==== Dataset records
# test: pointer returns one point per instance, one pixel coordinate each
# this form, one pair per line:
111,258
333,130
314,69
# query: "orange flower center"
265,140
========
Problem details: Line by line, repeat the listing exactly as written.

Your solution:
# test: pointer returns one point per instance, one pixel coordinate each
# this form, one pair per line:
111,258
333,130
314,69
# query: "orange flower center"
265,140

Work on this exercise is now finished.